(Dataset entries)

Start of Block

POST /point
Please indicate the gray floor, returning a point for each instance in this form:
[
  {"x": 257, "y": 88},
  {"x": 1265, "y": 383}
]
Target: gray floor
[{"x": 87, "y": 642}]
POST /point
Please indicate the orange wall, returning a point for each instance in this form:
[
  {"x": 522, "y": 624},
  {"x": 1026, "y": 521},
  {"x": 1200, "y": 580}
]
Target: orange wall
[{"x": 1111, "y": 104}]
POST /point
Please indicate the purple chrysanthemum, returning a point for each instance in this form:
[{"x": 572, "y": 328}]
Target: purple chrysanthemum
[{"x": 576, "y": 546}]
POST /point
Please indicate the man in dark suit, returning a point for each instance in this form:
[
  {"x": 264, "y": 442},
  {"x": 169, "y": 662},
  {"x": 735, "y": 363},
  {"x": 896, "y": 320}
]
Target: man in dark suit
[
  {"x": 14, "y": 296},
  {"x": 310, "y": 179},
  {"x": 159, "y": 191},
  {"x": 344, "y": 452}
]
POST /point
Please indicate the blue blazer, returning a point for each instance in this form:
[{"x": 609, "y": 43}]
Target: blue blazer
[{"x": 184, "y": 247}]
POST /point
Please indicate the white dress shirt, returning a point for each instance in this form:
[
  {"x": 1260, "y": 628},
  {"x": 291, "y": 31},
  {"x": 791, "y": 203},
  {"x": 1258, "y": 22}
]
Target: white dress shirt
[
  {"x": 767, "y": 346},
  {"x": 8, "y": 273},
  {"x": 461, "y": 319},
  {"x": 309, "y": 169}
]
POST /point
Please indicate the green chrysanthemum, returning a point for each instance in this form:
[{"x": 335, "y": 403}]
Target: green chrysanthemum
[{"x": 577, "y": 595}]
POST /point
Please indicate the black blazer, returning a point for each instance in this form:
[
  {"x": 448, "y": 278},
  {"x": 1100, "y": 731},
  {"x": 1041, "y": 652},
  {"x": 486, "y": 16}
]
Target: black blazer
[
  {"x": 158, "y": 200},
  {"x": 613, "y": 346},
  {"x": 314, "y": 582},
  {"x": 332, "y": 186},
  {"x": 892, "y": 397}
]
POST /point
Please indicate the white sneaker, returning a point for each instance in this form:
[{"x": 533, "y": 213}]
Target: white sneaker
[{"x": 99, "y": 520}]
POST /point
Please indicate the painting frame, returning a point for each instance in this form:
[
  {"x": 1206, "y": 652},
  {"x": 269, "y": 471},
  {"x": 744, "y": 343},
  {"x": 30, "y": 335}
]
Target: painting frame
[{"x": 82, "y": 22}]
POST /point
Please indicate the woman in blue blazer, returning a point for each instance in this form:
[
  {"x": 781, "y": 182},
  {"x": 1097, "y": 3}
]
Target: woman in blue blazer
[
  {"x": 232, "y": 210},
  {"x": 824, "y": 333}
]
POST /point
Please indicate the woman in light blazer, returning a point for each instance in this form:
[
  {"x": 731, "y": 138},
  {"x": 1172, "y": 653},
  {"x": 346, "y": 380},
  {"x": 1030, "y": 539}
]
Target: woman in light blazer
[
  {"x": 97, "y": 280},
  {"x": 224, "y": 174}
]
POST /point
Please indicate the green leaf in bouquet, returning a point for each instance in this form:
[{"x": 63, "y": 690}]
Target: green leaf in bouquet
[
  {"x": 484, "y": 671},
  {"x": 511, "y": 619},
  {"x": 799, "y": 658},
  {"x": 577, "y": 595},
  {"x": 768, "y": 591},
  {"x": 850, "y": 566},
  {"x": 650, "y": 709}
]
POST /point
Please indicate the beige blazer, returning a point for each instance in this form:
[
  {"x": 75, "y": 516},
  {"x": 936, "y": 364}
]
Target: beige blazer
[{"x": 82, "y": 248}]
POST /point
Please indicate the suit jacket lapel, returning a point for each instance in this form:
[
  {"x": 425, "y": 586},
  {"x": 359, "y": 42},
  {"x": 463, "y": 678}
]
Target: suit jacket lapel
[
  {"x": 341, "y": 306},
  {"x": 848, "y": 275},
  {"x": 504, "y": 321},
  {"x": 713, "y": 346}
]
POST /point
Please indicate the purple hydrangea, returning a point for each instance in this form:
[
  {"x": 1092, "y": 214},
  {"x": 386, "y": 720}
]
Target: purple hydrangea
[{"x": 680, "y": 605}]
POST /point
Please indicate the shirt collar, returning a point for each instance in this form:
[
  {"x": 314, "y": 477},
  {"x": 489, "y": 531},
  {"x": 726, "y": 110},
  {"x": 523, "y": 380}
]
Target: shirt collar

End of Block

• [Work item]
Which lines of the records above contain the word "collar"? Show each of them.

• [Completed task]
Please indicate the shirt collar, returning a point for each instance in this form:
Target: shirt collar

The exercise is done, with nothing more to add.